→ Given passage:
— Start —
Ii is recommended to perform both the statistical tests (ADF and KPSS) before preparing a model for any time series data. So in summary, the ADF test has an alternate hypothesis of linear or difference stationary, while the KPSS test identifies trend-stationarity in a series.
Few properties of time series data:
Seasonality
In time series data, seasonality is the presence of variations that occur at specific regular intervals less than a year, such as weekly, monthly, or quarterly. Seasonality may be caused by various factors, such as weather, vacation, and holidays and consists of periodic, repetitive, and generally regular and predictable patterns in the levels of a time series. Seasonality suggests that certain trends will appear on a cyclical basis.
One approach of testing for seasonality, is to decompose the sequence into three effects trend, seasonal and residual. The trend represents the pattern consistent throughout the data, seasonal expresses all cyclical effects due to seasonality and the residuals are the error of prediction.
reference
The simplest type of decomposition is called naive with naive decomposition, where it is expected there is a linear relationship between the three parts and the observed time series.
The two main approaches to naive decomposition are : additive and multiplicative.
Additive decomposition: assumes that for any time period the observed value is the sum of the trend seasonal and residual for that period.
Multiplicative decomposition: assumes the original series is a product of the trend, seasonal and residual values.
The stats models package includes a method called seasonal decompose that takes a time series and splits
it up into the three parts.
Let’s start with the additive approach.
s_dec_additive = seasonal_decompose(rand_walk['Open'], model = "additive")
s_dec_additive.plot()
plt.show()
The results shows the trend resembles the observed series, because the decomposition function uses the previous period values as a trendsetter. The seasonal plot looks like a rectangle. This happens when the values are constantly oscillating back and forth and the figure size is too small. In this case the linear changes results from constantly switching up and down between $-0.25$ and $+0.25$ one for every period. Therefore there is no concrete cyclical pattern determined by using naive decomposition. The residuals are the errors of the model estimates. Essentially they are the difference between true values and predictions for any period. Overall the results of the additive decomposition suggest no seasonality in the data.
— End —
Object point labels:
— Start —
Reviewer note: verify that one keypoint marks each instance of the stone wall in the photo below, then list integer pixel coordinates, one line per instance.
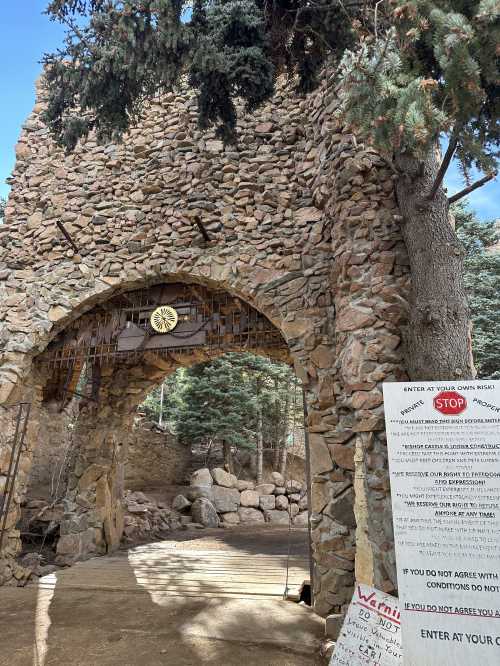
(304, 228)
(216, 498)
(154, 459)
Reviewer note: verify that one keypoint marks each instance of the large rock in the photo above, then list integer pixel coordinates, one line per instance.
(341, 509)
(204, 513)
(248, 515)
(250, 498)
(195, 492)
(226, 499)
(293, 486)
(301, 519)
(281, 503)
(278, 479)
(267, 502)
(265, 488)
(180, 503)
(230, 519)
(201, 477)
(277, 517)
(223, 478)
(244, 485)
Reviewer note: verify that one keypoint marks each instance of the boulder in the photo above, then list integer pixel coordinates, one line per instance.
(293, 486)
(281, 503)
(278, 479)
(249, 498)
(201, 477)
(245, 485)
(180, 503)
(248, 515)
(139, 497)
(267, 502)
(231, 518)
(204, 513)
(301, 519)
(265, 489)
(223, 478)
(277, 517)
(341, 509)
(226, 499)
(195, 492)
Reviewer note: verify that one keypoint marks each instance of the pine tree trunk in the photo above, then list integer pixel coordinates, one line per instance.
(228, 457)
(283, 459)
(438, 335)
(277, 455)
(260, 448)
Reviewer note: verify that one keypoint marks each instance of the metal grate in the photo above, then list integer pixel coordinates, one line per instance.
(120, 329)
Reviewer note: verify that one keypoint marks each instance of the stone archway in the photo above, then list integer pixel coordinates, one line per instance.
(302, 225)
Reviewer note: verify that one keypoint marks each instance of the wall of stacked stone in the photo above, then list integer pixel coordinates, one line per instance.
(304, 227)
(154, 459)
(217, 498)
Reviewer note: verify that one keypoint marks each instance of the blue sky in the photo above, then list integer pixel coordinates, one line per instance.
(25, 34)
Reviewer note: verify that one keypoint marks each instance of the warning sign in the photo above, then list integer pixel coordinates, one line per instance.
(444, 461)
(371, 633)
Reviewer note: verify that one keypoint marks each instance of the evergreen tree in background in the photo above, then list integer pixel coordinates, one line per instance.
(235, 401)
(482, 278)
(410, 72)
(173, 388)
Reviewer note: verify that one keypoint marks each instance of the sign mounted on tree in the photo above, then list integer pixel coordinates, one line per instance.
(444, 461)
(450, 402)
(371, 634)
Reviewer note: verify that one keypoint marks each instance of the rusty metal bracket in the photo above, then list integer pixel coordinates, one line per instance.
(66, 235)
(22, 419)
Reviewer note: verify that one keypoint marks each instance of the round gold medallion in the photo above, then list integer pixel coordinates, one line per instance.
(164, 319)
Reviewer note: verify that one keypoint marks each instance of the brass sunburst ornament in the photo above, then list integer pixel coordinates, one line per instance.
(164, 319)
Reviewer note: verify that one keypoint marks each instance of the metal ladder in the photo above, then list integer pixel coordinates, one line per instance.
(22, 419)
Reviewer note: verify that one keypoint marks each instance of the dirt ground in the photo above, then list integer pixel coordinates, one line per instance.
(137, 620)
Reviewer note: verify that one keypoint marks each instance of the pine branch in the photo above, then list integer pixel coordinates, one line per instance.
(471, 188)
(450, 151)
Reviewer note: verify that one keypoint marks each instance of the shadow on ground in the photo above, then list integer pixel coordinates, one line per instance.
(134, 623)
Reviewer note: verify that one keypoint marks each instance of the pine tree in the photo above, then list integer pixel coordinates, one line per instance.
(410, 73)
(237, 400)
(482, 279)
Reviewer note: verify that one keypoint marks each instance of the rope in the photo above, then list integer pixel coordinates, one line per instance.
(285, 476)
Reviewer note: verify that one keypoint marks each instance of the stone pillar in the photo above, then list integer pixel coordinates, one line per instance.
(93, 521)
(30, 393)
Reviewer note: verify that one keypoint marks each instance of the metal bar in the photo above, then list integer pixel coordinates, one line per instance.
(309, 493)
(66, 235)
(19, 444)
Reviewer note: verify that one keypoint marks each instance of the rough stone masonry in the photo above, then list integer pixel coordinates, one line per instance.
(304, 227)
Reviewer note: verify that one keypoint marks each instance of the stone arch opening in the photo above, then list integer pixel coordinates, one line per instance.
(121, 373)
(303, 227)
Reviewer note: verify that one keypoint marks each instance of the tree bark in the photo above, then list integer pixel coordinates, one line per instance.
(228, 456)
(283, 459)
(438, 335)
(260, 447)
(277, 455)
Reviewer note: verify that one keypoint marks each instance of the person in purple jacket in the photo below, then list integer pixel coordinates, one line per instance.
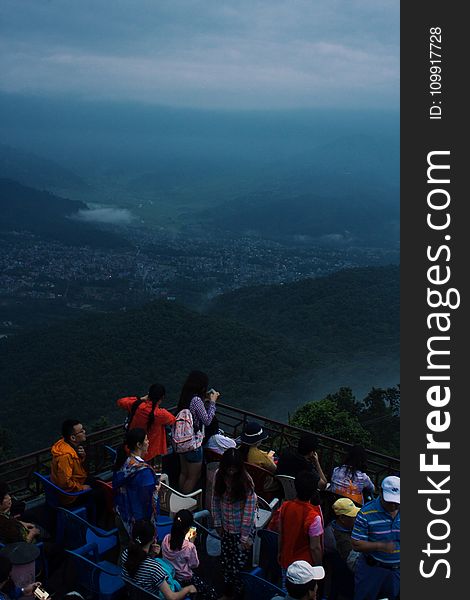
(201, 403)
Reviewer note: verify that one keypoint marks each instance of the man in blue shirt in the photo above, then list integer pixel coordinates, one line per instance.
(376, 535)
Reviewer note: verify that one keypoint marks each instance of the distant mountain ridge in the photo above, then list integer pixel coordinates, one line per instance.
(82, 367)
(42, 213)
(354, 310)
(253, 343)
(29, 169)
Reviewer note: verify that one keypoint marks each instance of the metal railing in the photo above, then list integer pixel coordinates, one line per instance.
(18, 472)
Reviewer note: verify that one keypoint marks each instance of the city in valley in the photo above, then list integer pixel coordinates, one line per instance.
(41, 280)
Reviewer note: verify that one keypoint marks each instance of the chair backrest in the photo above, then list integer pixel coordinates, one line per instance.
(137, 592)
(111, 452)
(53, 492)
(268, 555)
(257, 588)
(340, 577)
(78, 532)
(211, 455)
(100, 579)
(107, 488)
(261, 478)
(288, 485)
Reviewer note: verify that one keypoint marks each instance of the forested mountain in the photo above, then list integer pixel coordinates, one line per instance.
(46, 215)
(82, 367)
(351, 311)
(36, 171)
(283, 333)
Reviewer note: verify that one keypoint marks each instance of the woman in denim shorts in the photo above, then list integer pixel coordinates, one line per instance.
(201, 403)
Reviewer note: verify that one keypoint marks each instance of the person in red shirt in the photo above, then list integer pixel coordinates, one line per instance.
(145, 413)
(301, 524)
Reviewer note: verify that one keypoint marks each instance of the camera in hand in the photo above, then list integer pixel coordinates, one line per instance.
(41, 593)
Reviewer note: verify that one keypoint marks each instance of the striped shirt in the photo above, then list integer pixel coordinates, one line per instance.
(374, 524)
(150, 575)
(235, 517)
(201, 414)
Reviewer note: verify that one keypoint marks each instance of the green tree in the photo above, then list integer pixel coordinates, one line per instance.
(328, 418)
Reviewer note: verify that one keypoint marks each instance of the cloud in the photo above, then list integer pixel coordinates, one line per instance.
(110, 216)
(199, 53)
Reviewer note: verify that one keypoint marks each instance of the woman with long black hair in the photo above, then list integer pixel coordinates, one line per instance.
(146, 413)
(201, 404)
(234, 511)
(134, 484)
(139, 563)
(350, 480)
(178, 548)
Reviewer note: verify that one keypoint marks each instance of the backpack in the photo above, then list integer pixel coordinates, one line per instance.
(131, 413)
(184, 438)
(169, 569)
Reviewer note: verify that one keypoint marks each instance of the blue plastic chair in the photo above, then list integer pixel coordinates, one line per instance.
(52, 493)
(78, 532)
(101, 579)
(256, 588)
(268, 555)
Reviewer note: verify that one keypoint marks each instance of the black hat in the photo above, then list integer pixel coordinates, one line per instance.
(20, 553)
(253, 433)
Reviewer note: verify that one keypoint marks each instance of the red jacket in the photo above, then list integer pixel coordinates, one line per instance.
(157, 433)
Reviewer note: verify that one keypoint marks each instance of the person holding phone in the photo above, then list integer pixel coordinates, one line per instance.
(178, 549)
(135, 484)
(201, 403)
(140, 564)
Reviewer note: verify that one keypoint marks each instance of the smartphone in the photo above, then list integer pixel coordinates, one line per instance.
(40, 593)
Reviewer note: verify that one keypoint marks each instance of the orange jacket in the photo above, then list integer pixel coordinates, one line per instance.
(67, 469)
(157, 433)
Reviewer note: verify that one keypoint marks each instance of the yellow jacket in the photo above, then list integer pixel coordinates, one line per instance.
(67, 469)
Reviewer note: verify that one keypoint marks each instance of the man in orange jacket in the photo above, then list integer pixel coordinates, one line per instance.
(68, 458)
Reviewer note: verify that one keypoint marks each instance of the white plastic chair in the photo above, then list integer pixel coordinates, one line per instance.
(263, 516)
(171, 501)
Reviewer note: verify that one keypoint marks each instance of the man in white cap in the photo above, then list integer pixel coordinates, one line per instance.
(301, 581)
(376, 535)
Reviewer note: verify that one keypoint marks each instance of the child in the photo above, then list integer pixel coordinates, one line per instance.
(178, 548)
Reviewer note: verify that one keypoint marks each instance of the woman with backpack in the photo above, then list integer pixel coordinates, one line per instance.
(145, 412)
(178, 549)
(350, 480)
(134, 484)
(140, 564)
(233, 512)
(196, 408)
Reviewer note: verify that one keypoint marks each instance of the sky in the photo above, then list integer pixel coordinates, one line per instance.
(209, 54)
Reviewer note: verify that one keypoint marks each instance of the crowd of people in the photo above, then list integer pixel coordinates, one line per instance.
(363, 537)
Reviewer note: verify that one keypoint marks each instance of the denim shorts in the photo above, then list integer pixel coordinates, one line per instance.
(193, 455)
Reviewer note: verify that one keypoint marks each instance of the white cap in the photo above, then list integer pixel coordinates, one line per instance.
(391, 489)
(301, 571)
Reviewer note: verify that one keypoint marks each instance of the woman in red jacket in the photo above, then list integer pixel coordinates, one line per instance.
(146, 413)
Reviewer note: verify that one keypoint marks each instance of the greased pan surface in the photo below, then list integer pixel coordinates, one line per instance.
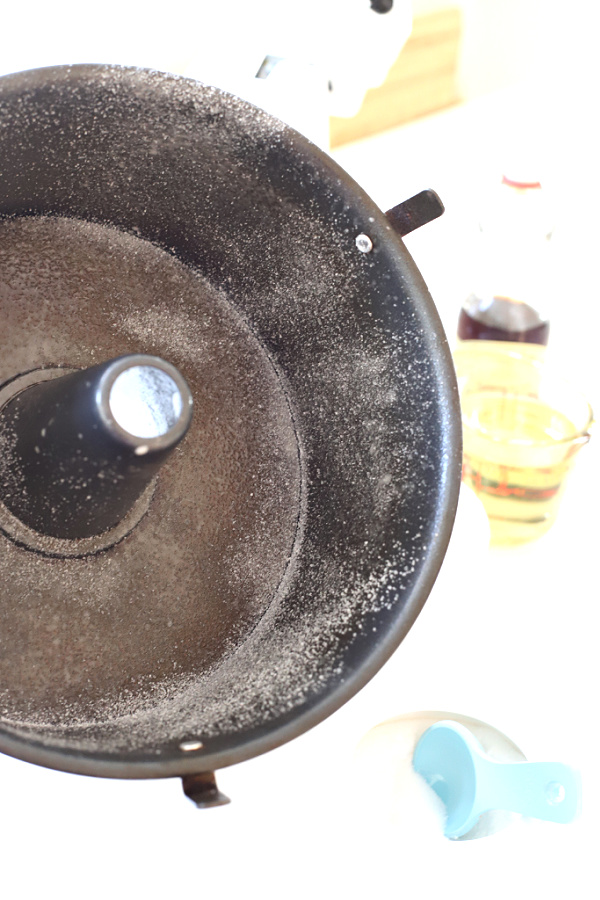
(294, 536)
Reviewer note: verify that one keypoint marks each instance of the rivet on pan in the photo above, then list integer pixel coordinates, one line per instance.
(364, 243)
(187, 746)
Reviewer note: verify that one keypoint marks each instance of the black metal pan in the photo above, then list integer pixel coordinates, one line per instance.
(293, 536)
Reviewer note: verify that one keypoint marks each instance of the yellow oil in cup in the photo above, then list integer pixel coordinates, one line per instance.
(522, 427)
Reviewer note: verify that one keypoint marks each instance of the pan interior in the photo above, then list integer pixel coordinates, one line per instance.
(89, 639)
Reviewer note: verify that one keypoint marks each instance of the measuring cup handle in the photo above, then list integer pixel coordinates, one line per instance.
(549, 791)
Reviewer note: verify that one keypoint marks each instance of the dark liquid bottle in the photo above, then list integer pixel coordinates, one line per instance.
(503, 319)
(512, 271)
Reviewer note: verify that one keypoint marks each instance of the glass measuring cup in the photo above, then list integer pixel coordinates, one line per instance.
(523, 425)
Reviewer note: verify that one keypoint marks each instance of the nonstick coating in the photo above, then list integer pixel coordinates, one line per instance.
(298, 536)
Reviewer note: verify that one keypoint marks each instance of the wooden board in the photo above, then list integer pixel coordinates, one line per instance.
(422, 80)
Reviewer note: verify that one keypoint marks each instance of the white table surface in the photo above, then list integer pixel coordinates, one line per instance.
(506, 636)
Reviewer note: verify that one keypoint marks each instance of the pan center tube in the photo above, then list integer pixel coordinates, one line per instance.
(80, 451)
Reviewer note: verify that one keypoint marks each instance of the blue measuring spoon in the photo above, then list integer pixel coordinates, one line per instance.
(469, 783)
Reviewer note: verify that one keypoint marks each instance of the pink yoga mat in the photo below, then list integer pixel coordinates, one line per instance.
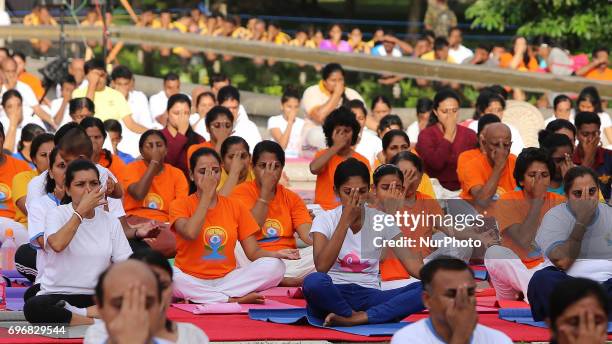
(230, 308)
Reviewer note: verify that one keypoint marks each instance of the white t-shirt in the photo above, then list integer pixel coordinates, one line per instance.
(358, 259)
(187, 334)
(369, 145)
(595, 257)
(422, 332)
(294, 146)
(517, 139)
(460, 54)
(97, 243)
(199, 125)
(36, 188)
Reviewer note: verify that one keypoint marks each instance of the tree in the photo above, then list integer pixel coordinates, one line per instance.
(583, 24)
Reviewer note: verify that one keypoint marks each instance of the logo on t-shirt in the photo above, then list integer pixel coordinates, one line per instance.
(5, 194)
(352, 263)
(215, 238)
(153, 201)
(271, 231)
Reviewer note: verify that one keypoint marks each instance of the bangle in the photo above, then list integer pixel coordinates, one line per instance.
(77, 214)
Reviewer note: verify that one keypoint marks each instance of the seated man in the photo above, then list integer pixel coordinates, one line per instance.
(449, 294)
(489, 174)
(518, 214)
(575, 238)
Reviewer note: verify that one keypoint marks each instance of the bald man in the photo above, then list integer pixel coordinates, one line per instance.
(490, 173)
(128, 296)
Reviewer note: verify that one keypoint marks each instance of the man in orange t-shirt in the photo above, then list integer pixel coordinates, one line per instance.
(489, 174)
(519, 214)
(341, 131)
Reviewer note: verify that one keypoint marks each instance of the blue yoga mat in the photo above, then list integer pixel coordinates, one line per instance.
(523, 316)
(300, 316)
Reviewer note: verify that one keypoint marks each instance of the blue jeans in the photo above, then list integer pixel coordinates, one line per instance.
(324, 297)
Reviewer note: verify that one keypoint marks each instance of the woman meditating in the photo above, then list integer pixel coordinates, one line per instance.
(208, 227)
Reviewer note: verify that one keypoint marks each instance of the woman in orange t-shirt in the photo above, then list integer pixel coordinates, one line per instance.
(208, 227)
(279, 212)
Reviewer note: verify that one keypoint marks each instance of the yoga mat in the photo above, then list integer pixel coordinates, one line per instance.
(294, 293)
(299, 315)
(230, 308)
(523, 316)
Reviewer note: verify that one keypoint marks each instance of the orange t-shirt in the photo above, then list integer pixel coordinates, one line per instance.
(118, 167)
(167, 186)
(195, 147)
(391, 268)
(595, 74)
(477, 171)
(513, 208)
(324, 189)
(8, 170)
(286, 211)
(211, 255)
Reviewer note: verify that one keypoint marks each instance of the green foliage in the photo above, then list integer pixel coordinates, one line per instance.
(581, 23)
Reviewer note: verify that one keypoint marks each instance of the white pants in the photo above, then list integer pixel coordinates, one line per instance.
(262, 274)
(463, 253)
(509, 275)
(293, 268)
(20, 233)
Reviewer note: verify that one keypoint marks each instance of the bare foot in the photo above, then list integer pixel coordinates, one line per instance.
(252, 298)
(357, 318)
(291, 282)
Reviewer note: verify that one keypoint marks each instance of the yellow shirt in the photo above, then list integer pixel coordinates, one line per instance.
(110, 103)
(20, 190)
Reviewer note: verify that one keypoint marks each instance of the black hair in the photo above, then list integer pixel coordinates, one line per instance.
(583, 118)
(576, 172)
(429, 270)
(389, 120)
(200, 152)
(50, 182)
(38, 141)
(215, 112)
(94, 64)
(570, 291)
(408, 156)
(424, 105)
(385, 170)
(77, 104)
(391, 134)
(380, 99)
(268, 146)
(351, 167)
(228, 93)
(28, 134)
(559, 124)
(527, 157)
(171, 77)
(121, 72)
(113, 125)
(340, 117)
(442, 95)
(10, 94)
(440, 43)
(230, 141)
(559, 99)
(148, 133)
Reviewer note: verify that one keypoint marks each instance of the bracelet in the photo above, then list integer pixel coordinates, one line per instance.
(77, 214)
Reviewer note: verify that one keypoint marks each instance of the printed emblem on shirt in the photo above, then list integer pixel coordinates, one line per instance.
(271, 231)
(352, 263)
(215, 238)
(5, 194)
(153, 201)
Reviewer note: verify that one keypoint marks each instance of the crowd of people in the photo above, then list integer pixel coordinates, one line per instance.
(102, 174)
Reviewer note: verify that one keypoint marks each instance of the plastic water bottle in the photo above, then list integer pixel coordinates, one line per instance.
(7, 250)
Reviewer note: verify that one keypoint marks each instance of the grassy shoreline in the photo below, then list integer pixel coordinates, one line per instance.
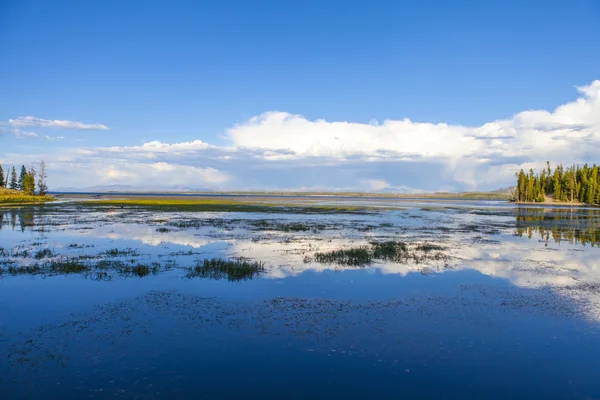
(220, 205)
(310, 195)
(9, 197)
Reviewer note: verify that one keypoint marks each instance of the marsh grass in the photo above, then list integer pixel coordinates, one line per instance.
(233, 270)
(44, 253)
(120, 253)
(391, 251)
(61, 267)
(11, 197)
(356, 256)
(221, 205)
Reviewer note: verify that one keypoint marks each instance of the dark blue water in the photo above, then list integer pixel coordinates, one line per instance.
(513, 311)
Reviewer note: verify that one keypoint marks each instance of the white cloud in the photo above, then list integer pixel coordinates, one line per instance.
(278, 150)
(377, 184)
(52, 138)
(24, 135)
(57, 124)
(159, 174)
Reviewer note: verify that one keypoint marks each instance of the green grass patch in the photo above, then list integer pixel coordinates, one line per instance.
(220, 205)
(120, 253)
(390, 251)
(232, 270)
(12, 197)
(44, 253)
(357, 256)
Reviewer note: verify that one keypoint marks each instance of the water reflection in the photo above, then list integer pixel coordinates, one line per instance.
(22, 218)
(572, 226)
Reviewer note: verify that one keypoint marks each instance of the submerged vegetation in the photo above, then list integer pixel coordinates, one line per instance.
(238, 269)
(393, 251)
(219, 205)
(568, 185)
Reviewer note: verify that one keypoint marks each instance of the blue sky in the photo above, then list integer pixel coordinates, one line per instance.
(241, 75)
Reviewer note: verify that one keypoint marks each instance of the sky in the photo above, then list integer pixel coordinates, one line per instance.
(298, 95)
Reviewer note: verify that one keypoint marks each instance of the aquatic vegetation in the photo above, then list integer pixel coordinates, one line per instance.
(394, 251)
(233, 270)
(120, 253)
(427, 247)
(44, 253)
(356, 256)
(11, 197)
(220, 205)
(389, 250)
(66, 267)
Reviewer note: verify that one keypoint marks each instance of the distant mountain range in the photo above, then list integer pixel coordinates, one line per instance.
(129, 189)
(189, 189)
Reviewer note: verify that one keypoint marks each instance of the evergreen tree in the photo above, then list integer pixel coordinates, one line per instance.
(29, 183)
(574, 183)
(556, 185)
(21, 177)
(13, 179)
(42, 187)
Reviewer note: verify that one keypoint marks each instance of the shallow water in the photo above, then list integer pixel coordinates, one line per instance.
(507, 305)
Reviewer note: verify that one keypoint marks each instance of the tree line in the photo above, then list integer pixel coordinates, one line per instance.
— End —
→ Goal: Revise the passage on time series seasonality from "Multiplicative decomposition: assumes" up to and including "the additive approach.", changing "stats models" to "statsmodels". The records aren't needed here.

→ Response to the task:
Multiplicative decomposition: assumes the original series is a product of the trend, seasonal and residual values.
The statsmodels package includes a method called seasonal decompose that takes a time series and splits
it up into the three parts.
Let’s start with the additive approach.